Data shown:
-- -- --
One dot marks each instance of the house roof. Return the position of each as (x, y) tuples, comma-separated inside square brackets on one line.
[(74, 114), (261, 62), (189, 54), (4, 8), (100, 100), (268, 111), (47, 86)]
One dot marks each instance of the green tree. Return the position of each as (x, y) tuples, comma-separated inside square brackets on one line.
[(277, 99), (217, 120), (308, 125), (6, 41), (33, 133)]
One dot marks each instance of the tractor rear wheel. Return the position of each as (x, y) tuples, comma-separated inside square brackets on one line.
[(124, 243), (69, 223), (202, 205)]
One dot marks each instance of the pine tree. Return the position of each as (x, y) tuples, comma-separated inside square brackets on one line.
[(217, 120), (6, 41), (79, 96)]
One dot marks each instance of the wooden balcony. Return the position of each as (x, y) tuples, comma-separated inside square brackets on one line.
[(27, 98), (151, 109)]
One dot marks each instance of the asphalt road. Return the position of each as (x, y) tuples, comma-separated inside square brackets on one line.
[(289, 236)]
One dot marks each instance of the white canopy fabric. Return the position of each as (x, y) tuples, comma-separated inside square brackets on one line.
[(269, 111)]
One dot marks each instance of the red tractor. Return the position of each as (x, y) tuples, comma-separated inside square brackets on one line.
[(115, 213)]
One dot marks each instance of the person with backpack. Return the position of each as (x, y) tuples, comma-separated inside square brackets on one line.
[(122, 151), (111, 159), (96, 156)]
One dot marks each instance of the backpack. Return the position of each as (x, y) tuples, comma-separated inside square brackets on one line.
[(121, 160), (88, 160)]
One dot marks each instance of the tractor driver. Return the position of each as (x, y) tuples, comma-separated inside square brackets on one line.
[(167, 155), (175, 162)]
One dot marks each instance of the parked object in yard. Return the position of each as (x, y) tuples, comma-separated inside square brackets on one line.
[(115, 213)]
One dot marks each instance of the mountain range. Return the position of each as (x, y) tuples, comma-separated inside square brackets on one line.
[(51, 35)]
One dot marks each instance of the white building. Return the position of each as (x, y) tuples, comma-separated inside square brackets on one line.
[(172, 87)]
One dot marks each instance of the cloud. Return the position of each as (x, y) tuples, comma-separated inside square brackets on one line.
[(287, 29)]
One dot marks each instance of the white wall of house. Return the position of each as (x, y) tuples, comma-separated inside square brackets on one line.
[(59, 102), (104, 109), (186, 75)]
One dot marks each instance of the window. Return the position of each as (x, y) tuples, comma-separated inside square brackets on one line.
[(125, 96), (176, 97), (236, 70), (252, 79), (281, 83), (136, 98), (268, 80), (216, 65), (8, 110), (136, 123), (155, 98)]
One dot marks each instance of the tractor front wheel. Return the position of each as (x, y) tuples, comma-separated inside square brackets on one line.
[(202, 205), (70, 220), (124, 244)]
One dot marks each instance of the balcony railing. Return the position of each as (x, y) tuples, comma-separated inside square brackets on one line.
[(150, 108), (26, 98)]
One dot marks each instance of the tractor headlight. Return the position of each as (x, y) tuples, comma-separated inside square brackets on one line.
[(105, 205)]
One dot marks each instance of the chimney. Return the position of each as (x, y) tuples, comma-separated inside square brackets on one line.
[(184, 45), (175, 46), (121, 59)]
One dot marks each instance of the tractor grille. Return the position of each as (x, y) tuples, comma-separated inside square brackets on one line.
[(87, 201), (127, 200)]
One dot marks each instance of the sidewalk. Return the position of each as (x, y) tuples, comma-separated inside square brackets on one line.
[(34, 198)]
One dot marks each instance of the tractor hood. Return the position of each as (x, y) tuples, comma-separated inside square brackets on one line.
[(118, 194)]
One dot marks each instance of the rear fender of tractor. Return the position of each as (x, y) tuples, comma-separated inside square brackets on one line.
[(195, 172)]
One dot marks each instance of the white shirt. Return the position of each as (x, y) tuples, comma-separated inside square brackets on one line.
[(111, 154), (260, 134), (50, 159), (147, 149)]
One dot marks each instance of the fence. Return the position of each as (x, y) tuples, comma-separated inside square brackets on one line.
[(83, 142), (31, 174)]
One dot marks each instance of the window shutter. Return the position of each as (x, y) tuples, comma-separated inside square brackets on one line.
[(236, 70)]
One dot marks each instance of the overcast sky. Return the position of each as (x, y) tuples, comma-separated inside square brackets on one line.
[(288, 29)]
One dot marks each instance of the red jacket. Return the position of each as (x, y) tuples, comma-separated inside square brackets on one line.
-- -- --
Output every line of the items above as a Markdown table with two columns, Row for a running row number and Item line for the line itself, and omit any blank lines.

Task response:
| Row | Item line |
|---|---|
| 1 | One dot marks each instance of the house roof. Return the position of each as (x, y) tuples, comma-separated inside square brackets on one line. |
| 2 | [(74, 114), (261, 62), (189, 54), (4, 8), (100, 100), (268, 111), (47, 86)] |
| 3 | One dot marks each instance of the green tree. Return the position of each as (x, y) tuples, comma-separated inside square brackets on one line. |
| 4 | [(277, 99), (217, 120), (308, 125), (6, 41), (33, 133)] |
| 5 | One dot marks each instance of the tractor rear wheel. Return the position of each as (x, y) tuples, comma-separated inside square brackets on one line. |
| 6 | [(124, 243), (69, 223), (202, 205)] |
| 7 | One dot marks each instance of the pine tree. Return the position of each as (x, y) tuples, comma-separated inside square brackets on one line. |
| 8 | [(217, 120), (6, 41), (79, 96)] |
| 9 | One dot marks each instance of the wooden balcony. Return the position of each as (x, y) tuples, comma-separated inside square brackets on one line. |
| 10 | [(27, 98), (151, 109)] |
| 11 | One dot marks each instance of the asphalt road. Return the position of each as (x, y) tuples, comma-separated inside square brackets on one line. |
| 12 | [(289, 236)] |
| 13 | One dot marks each instance of the white canopy fabric. Return the position of each as (x, y) tuples, comma-separated inside square brackets on one line. |
| 14 | [(269, 111)] |
| 15 | One dot marks each instance of the red tractor. Return the position of each as (x, y) tuples, comma-separated inside square brackets on one line. |
| 16 | [(115, 213)] |
| 17 | One dot marks each instance of the person with backpack. Return the position of each as (x, y) tuples, comma-separated inside square brackets on one line. |
| 18 | [(122, 151), (111, 159), (96, 156)] |
| 19 | One dot marks each instance of the backpack. Return the position of each as (x, y) tuples, comma-separated inside square brackets on one line. |
| 20 | [(121, 160), (88, 160)] |
| 21 | One dot marks each instance of the tractor driver. Return the position of each as (x, y) tuples, comma-separated inside square brackets on one line. |
| 22 | [(167, 155), (175, 162)] |
| 23 | One dot marks each instance of the parked object in yard. Return the position of each as (x, y) tuples, comma-separated inside square brackets on one line. |
| 24 | [(115, 213)] |
| 25 | One dot marks each instance of the mountain range. Return the position of each as (x, y) tuples, comma-separated inside square brackets on one line. |
| 26 | [(51, 35)] |
| 27 | One dot marks each instance of the white building. Return the position of each as (x, y) tuples, comma-separated inside square brackets on one line. |
| 28 | [(172, 87)] |
| 29 | One dot marks each instance of the cloud. Return the position of each as (x, y) tuples, comma-separated inside square brackets on one line. |
| 30 | [(287, 29)] |
| 31 | One dot marks each instance of the white wall of house. Return the position of each as (x, y) tuples, comma-separated inside square brackets on one line. |
| 32 | [(59, 102), (104, 109), (186, 75)] |
| 33 | One dot marks each instance of the window. Return the position of each as (x, y) tuples, comma-separated inside square brackets on one line. |
| 34 | [(125, 96), (176, 97), (236, 70), (252, 79), (281, 83), (136, 98), (268, 80), (216, 65), (8, 110), (136, 123), (155, 98)] |
| 35 | One dot marks each instance of the tractor front wheel. Return the position of each as (x, y) tuples, comma-separated inside square brackets on one line. |
| 36 | [(202, 205), (70, 220), (124, 244)] |
| 37 | One dot marks each instance of the balcony railing. Return the position of each as (x, y) tuples, comma-separated inside square brackets on one line. |
| 38 | [(150, 108), (26, 98)] |
| 39 | One dot marks each instance of the tractor headlight. Return the position of each as (x, y) tuples, comma-separated inside square brackets on one line. |
| 40 | [(105, 205)] |
| 41 | One dot marks each instance of the chimney. Return the position of each as (x, y) tuples, comma-separated inside square brackets on one line. |
| 42 | [(184, 45), (175, 46), (121, 59)] |
| 43 | One dot marks each instance of the tractor grille. Return the position of each as (x, y) tuples, comma-separated inside square brackets on one line. |
| 44 | [(87, 201), (127, 200)] |
| 45 | One dot marks each instance of the sidewalk. Return the position of each as (x, y) tuples, comma-separated inside square brackets on one line. |
| 46 | [(34, 198)] |
| 47 | One dot marks each instance of the tractor hood. Return the position of each as (x, y) tuples, comma-separated inside square brackets on one line. |
| 48 | [(118, 194)] |
| 49 | One dot marks each instance of the rear fender of tractor. Return the position of each as (x, y) tuples, comma-separated inside square brackets on one line. |
| 50 | [(195, 172)] |
| 51 | One dot marks each instance of the white shirt. Return the position of each as (x, y) tuples, comma-separated inside square brackets on one line. |
| 52 | [(111, 154), (260, 134), (50, 159), (147, 149)] |
| 53 | One dot marks each instance of the fence. Return the position of each as (x, y) tuples, comma-separated inside square brackets on one line. |
| 54 | [(83, 142), (31, 174)] |
| 55 | One dot marks each instance of the window shutter. Return the position of each as (x, y) tuples, comma-separated inside square brackets on one line. |
| 56 | [(236, 70)] |
| 57 | One dot marks each instance of the overcast sky. Return the position of each as (x, y) tuples, comma-separated inside square brackets on one line. |
| 58 | [(288, 29)] |
| 59 | One dot marks each instance of the red jacket. Return the position of each as (x, y) tuples, comma-separated inside square brackets on one line. |